▶ **Exercise brief**
Please return each entry that follows exactly as written, and keep the pictures out.

Content starts

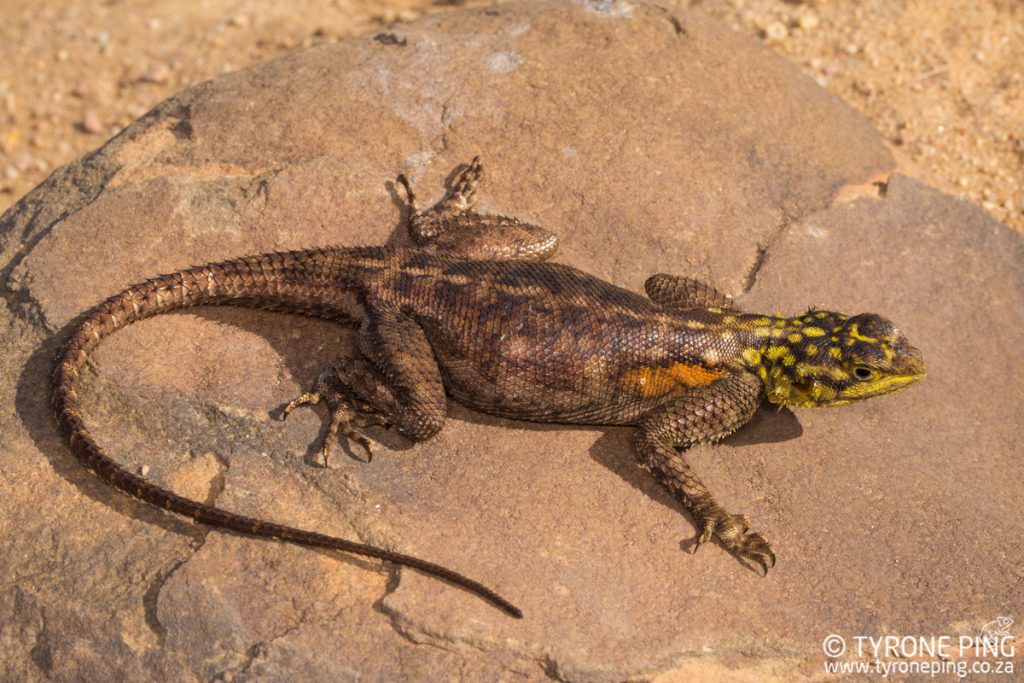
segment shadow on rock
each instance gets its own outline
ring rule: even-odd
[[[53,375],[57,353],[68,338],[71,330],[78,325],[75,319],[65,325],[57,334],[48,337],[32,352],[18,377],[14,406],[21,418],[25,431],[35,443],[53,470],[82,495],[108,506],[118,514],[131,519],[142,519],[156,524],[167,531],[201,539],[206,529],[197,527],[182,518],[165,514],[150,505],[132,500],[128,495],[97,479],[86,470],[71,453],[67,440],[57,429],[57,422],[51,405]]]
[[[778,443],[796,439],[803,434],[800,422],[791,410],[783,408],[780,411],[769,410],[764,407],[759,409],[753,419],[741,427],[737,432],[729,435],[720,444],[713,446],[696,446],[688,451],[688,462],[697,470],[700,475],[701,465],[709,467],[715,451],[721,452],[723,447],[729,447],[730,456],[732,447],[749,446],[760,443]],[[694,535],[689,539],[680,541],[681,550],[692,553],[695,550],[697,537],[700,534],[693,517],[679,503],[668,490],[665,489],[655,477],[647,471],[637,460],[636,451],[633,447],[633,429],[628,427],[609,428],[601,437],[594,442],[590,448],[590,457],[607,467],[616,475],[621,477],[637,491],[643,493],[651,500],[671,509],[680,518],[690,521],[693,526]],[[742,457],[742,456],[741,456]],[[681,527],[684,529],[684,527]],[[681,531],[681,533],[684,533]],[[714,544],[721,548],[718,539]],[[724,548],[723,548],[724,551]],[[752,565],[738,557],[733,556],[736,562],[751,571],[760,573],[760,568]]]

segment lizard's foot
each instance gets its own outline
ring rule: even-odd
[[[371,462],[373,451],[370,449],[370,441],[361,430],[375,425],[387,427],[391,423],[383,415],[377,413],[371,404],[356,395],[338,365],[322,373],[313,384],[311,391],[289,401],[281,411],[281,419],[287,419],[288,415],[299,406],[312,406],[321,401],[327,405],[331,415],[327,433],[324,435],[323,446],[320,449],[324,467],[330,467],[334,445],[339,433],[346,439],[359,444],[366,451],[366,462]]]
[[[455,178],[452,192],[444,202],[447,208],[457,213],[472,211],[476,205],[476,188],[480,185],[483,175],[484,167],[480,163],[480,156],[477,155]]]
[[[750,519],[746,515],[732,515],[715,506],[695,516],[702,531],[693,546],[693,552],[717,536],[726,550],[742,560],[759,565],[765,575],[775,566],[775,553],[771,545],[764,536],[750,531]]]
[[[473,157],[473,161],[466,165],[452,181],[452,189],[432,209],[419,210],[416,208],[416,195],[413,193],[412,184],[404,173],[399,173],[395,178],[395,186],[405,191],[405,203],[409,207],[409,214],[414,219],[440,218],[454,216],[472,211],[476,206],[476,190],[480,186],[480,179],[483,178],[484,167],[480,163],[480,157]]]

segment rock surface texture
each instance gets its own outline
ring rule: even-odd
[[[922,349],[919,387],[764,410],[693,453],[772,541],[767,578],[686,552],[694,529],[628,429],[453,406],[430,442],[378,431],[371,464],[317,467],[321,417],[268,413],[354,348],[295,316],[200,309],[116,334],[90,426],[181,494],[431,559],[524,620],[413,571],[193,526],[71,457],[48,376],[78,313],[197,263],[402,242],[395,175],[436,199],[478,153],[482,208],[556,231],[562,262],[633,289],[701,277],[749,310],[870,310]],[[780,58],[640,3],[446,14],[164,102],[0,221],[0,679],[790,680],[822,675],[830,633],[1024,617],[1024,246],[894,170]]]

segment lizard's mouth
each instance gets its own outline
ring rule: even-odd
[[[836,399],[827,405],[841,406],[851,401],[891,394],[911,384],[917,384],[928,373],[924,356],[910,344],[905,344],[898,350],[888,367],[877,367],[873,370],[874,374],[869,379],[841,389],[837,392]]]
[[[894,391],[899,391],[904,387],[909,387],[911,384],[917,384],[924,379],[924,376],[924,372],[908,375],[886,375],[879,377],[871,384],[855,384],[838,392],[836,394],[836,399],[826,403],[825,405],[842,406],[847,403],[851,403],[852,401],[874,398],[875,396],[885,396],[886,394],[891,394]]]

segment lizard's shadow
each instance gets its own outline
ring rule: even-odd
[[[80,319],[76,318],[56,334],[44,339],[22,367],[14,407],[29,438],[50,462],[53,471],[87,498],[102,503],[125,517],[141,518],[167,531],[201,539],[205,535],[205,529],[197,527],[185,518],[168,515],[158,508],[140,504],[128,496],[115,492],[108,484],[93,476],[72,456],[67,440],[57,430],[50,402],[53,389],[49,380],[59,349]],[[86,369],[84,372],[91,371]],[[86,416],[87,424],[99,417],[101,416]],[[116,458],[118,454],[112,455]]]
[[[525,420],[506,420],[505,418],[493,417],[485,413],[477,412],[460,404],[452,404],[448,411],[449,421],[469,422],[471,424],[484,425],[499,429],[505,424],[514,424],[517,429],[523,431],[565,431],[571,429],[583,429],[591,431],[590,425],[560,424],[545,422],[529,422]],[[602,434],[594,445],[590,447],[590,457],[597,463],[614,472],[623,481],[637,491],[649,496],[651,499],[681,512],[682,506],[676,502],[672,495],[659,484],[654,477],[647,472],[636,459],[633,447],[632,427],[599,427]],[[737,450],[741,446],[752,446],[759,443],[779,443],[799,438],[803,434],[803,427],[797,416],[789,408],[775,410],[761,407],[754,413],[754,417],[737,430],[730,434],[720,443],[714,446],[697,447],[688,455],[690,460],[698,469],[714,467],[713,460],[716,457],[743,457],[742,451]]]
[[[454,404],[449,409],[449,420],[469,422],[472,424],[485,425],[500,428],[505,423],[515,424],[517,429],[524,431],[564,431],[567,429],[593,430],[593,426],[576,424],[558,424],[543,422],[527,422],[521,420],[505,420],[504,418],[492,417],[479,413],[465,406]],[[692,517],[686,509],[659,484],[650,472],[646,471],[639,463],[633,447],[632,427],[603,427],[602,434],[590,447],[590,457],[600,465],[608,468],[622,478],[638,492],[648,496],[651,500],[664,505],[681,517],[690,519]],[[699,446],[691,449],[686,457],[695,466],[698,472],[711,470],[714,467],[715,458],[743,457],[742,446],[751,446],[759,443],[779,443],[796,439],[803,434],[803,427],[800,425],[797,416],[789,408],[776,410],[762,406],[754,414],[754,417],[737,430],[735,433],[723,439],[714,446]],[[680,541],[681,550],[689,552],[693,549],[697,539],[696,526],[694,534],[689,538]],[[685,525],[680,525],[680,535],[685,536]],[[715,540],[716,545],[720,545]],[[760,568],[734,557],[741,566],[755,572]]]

Content ends

▶ **Written answer**
segment shadow on rock
each instance gets its own outline
ring rule: even-odd
[[[53,375],[57,353],[68,338],[71,330],[78,325],[75,319],[65,325],[57,334],[48,337],[32,352],[18,377],[14,406],[21,418],[25,431],[35,443],[53,470],[82,495],[108,506],[118,514],[131,519],[142,519],[156,524],[167,531],[201,539],[206,529],[197,527],[182,518],[165,514],[150,505],[132,500],[128,495],[97,479],[86,470],[71,453],[67,440],[57,429],[57,422],[51,405]]]
[[[778,443],[796,439],[803,434],[800,422],[791,410],[783,408],[780,411],[769,410],[764,407],[759,409],[753,419],[741,427],[737,432],[729,435],[720,444],[713,446],[696,446],[688,451],[688,462],[697,470],[700,475],[701,465],[709,467],[715,451],[721,452],[723,447],[729,447],[730,456],[732,447],[749,446],[760,443]],[[694,535],[689,539],[680,541],[681,550],[692,553],[695,550],[697,537],[700,534],[693,517],[679,503],[668,490],[665,489],[655,477],[647,471],[637,460],[636,451],[633,447],[633,429],[628,427],[609,428],[601,437],[594,442],[590,448],[590,457],[607,467],[616,475],[621,477],[637,491],[643,493],[651,500],[671,509],[680,518],[690,521],[693,526]],[[742,457],[742,456],[741,456]],[[681,527],[684,529],[684,527]],[[681,531],[681,533],[684,533]],[[714,544],[721,548],[718,539]],[[724,548],[723,548],[724,551]],[[752,565],[738,557],[733,556],[736,562],[751,571],[760,573],[760,568]]]

segment lizard's foot
each instance gets its own outline
ring rule: even-odd
[[[371,462],[373,451],[370,449],[370,441],[361,430],[375,425],[387,427],[391,423],[383,415],[377,413],[371,404],[356,395],[338,365],[322,373],[313,384],[311,391],[289,401],[281,411],[281,419],[287,419],[288,415],[299,406],[312,406],[321,401],[327,405],[331,415],[327,433],[324,435],[323,446],[320,449],[324,467],[330,467],[334,445],[339,433],[346,439],[359,444],[366,451],[366,462]]]
[[[455,178],[452,192],[444,202],[447,208],[457,213],[472,211],[476,205],[476,188],[480,185],[483,175],[484,167],[480,163],[480,156],[477,155]]]
[[[750,519],[746,515],[732,515],[715,506],[695,516],[702,531],[693,546],[693,552],[717,536],[726,550],[742,560],[759,565],[765,575],[775,566],[775,553],[771,545],[764,536],[750,531]]]
[[[473,157],[473,161],[466,165],[452,181],[452,189],[432,209],[419,210],[416,208],[416,195],[413,193],[412,184],[404,173],[399,173],[395,178],[395,186],[405,191],[405,203],[409,207],[409,214],[414,219],[440,218],[454,216],[472,211],[476,206],[476,190],[480,186],[480,179],[483,178],[484,167],[480,163],[480,157]]]

segment rock surface texture
each instance gets its own outline
ring rule: even-odd
[[[922,349],[919,387],[764,410],[693,453],[772,541],[767,578],[686,552],[694,529],[628,429],[453,406],[430,442],[378,431],[371,464],[317,467],[321,417],[268,413],[354,348],[295,316],[200,309],[116,334],[90,426],[181,494],[431,559],[524,620],[413,571],[193,526],[71,457],[48,376],[78,313],[197,263],[402,242],[395,175],[436,199],[478,153],[482,208],[556,231],[562,262],[633,289],[701,277],[749,310],[870,310]],[[780,58],[640,3],[446,14],[164,102],[0,221],[0,679],[790,680],[822,675],[830,633],[1024,617],[1024,246],[894,170]]]

segment lizard's mouth
each instance gets its own outline
ring rule: even-odd
[[[836,399],[827,405],[841,406],[851,401],[891,394],[911,384],[917,384],[928,373],[924,356],[910,344],[905,344],[898,350],[888,367],[877,367],[873,370],[874,374],[869,379],[841,389],[837,392]]]
[[[894,391],[899,391],[904,387],[909,387],[911,384],[917,384],[924,379],[924,376],[924,372],[908,375],[886,375],[879,377],[871,384],[855,384],[838,392],[836,394],[836,399],[826,403],[825,405],[842,406],[847,403],[851,403],[852,401],[874,398],[875,396],[885,396],[886,394],[891,394]]]

segment lizard's shadow
each instance gets its own outline
ring rule: even-odd
[[[80,319],[76,318],[56,334],[44,339],[22,367],[14,407],[29,438],[50,462],[53,471],[87,498],[102,503],[125,517],[141,518],[167,531],[201,539],[205,535],[205,529],[197,527],[185,518],[168,515],[158,508],[140,504],[128,496],[115,492],[108,484],[93,476],[72,456],[67,440],[57,430],[50,402],[53,389],[49,380],[59,349]],[[86,369],[84,372],[91,371]],[[86,416],[87,424],[99,417],[101,416]],[[116,458],[118,454],[112,455]]]
[[[525,420],[506,420],[505,418],[493,417],[485,413],[477,412],[460,404],[452,404],[448,411],[449,421],[469,422],[471,424],[484,425],[499,429],[505,424],[514,424],[517,429],[523,431],[565,431],[571,429],[583,429],[591,431],[590,425],[560,424],[545,422],[529,422]],[[602,434],[594,445],[590,447],[590,457],[597,463],[614,472],[623,481],[637,491],[649,496],[651,499],[681,512],[682,506],[676,502],[672,495],[659,484],[654,477],[647,472],[636,459],[633,447],[632,427],[599,427]],[[737,450],[741,446],[752,446],[759,443],[779,443],[799,438],[803,434],[803,427],[797,416],[789,408],[775,410],[761,407],[754,413],[754,417],[737,430],[730,434],[720,443],[714,446],[697,447],[688,455],[690,460],[698,469],[714,467],[713,460],[716,457],[743,457],[742,451]]]
[[[454,404],[449,409],[449,420],[469,422],[472,424],[485,425],[500,428],[505,423],[515,424],[517,429],[524,431],[564,431],[567,429],[593,430],[593,426],[576,424],[558,424],[543,422],[527,422],[521,420],[505,420],[504,418],[492,417],[479,413],[465,406]],[[692,517],[686,509],[659,484],[650,472],[646,471],[639,463],[633,447],[632,427],[603,427],[602,434],[590,447],[590,457],[600,465],[608,468],[622,478],[638,492],[648,496],[651,500],[664,505],[681,517],[690,519]],[[699,446],[691,449],[686,457],[695,466],[698,472],[711,470],[714,467],[715,458],[743,457],[742,446],[751,446],[759,443],[779,443],[796,439],[803,434],[803,427],[800,425],[797,416],[789,408],[776,410],[762,406],[754,414],[754,417],[737,430],[735,433],[723,439],[714,446]],[[680,541],[681,550],[689,552],[693,549],[697,539],[696,526],[694,534],[689,538]],[[685,525],[680,525],[680,535],[685,536]],[[715,540],[716,545],[720,545]],[[760,568],[734,557],[741,566],[755,572]]]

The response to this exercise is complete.